Request –
Render every line of the data below as a numbered list, omitting any blank lines.

Given records –
==============================
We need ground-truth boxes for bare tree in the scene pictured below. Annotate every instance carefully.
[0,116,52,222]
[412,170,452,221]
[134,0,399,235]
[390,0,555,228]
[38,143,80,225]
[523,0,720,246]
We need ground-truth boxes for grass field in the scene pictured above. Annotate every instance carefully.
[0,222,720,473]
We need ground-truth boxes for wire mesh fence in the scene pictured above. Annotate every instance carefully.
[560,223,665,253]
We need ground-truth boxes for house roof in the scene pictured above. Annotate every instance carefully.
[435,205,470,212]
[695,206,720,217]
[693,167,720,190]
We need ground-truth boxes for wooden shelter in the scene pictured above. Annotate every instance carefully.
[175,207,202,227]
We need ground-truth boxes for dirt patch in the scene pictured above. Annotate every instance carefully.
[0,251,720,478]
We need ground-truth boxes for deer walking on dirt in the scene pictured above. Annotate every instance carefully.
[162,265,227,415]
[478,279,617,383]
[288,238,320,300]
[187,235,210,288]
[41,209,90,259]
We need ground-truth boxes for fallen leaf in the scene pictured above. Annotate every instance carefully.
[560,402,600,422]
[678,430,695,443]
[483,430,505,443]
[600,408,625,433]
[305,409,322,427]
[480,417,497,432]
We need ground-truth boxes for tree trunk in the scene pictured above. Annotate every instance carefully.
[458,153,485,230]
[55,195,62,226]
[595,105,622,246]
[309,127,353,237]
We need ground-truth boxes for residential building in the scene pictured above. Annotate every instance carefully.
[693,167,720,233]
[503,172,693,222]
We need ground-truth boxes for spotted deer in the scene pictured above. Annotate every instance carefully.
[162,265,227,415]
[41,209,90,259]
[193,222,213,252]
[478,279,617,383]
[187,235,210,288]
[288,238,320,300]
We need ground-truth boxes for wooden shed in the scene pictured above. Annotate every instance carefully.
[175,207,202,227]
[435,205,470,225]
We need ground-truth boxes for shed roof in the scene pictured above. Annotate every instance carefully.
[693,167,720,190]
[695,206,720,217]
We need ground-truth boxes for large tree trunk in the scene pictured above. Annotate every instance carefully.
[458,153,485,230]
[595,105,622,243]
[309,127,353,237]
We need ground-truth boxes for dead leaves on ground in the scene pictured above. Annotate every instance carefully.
==============================
Reply to the task –
1. We need ground-truth boxes for bare tree in the scene pictured below. Annotate every instance carefully.
2. [0,116,52,222]
3. [412,170,452,221]
4. [134,0,399,235]
5. [390,0,555,228]
6. [38,143,80,225]
7. [523,0,720,246]
8. We need ground-truth boxes for grass field in the scene pictured above. Annotate every instance carefully.
9. [0,222,720,473]
10. We need ground-truth boxes for wire mesh fence in the scene pictured above. Annotate every instance carefully.
11. [560,223,665,253]
12. We need ground-truth boxes for house roof in the scene pictured above. Annotate every instance carefully.
13. [435,205,470,212]
14. [695,206,720,217]
15. [693,167,720,190]
16. We need ground-truth boxes for wooden shelter in the scene pictured above. Annotate every instance carefully.
17. [175,207,202,227]
18. We need ground-truth boxes for dirt patch in the scene pictured above. Annotate every instance carefully.
19. [0,251,720,478]
20. We need ground-truth boxes for deer walking on dirt in the scene pictured above. Annotate every instance carefully.
21. [162,265,227,415]
22. [478,279,617,383]
23. [288,238,320,300]
24. [187,235,210,288]
25. [41,209,90,259]
26. We need ground-truth boxes for fallen leaf in the scene pictured above. Annotate every instance carefully.
27. [560,402,600,422]
28. [678,430,695,443]
29. [483,430,505,443]
30. [600,408,625,433]
31. [305,409,322,427]
32. [480,417,497,432]
33. We need ground-truth boxes for tree trunk in the scene pictured above. Annotate every instance carefully.
34. [458,153,485,230]
35. [55,195,62,226]
36. [595,105,622,246]
37. [309,127,353,237]
38. We need ground-truth boxes for residential building in the scene pictured above. Annotate every instance carefully.
39. [693,167,720,233]
40. [503,172,693,222]
41. We need ground-truth boxes for spotted deer in the scene pictured above. Annotate every instance carefully.
42. [162,265,227,415]
43. [41,209,90,259]
44. [193,222,213,252]
45. [478,279,617,383]
46. [187,235,210,288]
47. [288,238,320,300]
48. We need ground-truth boxes for wooden shed in the scene pictured above. Annotate every instance carefully.
49. [175,207,202,227]
50. [435,205,470,225]
51. We need ground-truth boxes for shed roof in the scene pictured above. Annotate every instance carefully.
52. [693,167,720,190]
53. [695,206,720,217]
54. We need ground-truth boxes for large tree trunk in the scene pictured above. Annotate every instance carefully.
55. [458,153,485,230]
56. [595,105,622,243]
57. [309,127,353,237]
58. We need ground-truth boxes for dead leaves on ground in the scene pictured above. Annotate every instance carefully.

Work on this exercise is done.